- **REQUIRED WORK**:
Copy all of the material exactly. Pictures are not to appear in the copy.

- **PROVIDED RECORDS**:
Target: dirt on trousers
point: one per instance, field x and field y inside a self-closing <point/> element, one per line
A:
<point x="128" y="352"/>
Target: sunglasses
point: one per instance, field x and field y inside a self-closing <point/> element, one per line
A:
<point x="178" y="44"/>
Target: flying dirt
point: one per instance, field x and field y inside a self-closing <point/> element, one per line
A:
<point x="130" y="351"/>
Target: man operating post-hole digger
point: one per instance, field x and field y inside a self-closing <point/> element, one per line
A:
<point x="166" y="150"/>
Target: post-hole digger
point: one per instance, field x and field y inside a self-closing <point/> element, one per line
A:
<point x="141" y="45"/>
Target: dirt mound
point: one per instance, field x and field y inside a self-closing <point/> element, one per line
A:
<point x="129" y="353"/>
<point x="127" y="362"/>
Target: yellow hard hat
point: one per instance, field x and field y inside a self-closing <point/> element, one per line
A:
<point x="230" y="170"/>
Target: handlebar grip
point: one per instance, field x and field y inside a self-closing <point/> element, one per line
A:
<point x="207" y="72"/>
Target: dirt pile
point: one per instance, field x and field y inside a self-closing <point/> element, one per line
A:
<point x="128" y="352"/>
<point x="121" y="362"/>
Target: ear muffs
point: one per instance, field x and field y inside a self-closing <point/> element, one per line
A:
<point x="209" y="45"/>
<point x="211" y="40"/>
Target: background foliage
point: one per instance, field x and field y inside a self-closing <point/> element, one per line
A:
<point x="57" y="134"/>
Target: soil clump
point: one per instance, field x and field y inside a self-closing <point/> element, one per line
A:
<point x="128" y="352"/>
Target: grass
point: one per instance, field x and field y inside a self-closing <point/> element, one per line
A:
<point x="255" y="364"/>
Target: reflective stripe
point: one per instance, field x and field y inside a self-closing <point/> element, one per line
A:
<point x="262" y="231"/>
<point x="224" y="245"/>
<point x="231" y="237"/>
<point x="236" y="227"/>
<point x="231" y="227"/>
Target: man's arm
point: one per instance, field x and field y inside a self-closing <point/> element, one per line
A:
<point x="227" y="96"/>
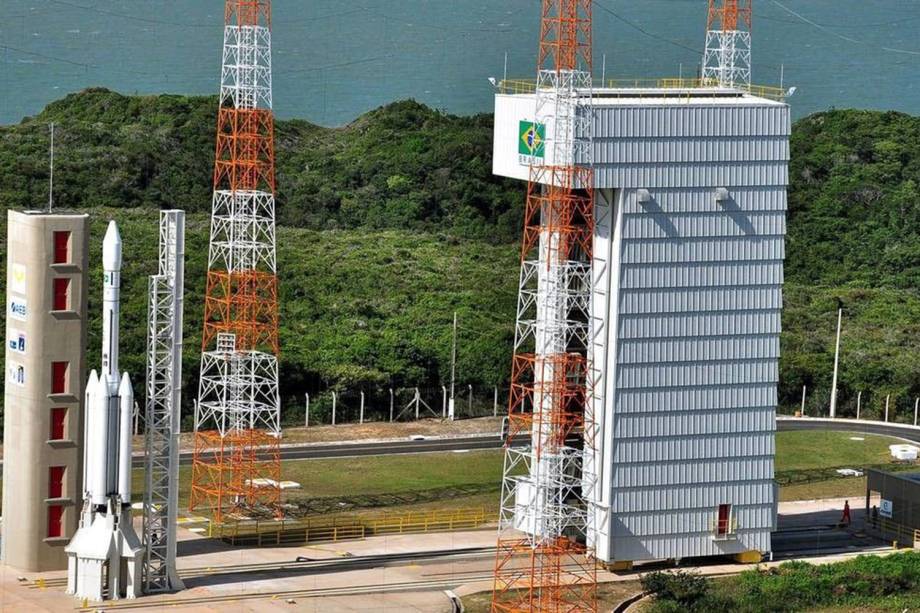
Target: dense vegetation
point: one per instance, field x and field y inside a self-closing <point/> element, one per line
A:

- **TASK RESPONSE**:
Target: dirt on trousers
point: one per instance, field x and field y inside a self-closing <point/> element, one per line
A:
<point x="128" y="352"/>
Target: sunglasses
point: one per instance, field x and field y inside a self-closing <point/> element, one per line
A:
<point x="178" y="44"/>
Target: flying dirt
point: one per instance, field x and field y inside a self-closing <point/> element, one per line
A:
<point x="130" y="351"/>
Target: man operating post-hole digger
point: one per instance, field x and field y inside a self-closing <point/> element, one per line
A:
<point x="166" y="150"/>
Target: post-hole digger
point: one per instance, field x and field y inside a self-closing <point/> element, one per line
A:
<point x="141" y="45"/>
Target: dirt mound
point: one per instance, field x and field y inside a self-closing <point/> element, one per line
A:
<point x="129" y="353"/>
<point x="127" y="362"/>
Target: yellow hard hat
point: one per instance, field x and field y inside a self-closing <point/> element, one per line
A:
<point x="230" y="170"/>
Target: handlebar grip
point: one per instance, field x and field y inside a self-closing <point/> element, one per line
A:
<point x="207" y="72"/>
Target: dirt pile
point: one per instance, field x and field y inside a self-closing <point/> element, one per line
A:
<point x="128" y="352"/>
<point x="121" y="362"/>
Target: ear muffs
point: one per instance, field x and field y inside a self-closing <point/> element, one per line
A:
<point x="209" y="45"/>
<point x="211" y="40"/>
Target: background foliage
point: one per instance, field x and field y inside a self-closing <point/> element, one per line
A:
<point x="57" y="134"/>
Target: soil clump
point: one per instance, field x and field y inside a self-closing <point/> element, one per line
A:
<point x="128" y="352"/>
Target: grass
point: one per instance, field x and field y inside a self-closing <point/> element, one per line
A:
<point x="255" y="364"/>
Target: reflective stripe
point: one per instance, field x and field y inside a self-closing <point/> element, one per line
A:
<point x="262" y="231"/>
<point x="224" y="245"/>
<point x="231" y="237"/>
<point x="236" y="227"/>
<point x="231" y="227"/>
Target: man's arm
point: one per instance, field x and field y inside a self-closing <point/> element, one per line
A:
<point x="227" y="96"/>
Target: dense vegetation
point: one per instance, field x and field y inside a self-closing <point/> element, one per line
A:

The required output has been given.